• **Data for this task**
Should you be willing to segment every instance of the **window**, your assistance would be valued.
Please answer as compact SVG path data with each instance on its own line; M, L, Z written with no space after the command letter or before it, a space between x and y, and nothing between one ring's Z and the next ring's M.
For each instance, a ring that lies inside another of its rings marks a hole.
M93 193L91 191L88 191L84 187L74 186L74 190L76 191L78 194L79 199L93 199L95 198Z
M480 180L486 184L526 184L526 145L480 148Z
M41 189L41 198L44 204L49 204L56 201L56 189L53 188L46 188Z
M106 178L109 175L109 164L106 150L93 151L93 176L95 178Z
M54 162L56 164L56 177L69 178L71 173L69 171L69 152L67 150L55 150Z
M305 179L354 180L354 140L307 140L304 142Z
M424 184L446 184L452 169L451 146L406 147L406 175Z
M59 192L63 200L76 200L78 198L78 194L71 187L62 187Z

• **Goal**
Edit the lines above so that "window" becomes "door" everywhere it occurs, and leave all other text unchanged.

• **Task answer**
Should you be willing to segment every instance of the **door**, your assistance would be valued.
Please answer as compact SVG path data with each instance on its own line; M, L, Z written with no space after the command letter or before it, a space between x and y, and nothing between one ring's Z and the next ring's M.
For each instance, a ring that lies inside another of its rings marks a hole.
M93 193L91 191L88 191L84 187L74 186L74 190L76 191L78 194L79 199L93 199L95 198Z
M480 180L486 184L526 184L526 145L480 148Z
M41 189L41 198L44 204L49 204L56 201L56 189L53 188L46 188Z
M106 178L109 175L109 164L106 150L93 151L93 176L95 178Z
M54 162L56 164L56 177L69 178L71 173L69 171L69 152L67 150L55 150Z
M305 179L354 180L354 140L307 140L304 142Z
M424 184L446 184L452 169L451 146L406 147L406 175Z
M59 192L63 200L76 200L78 198L78 194L71 187L62 187Z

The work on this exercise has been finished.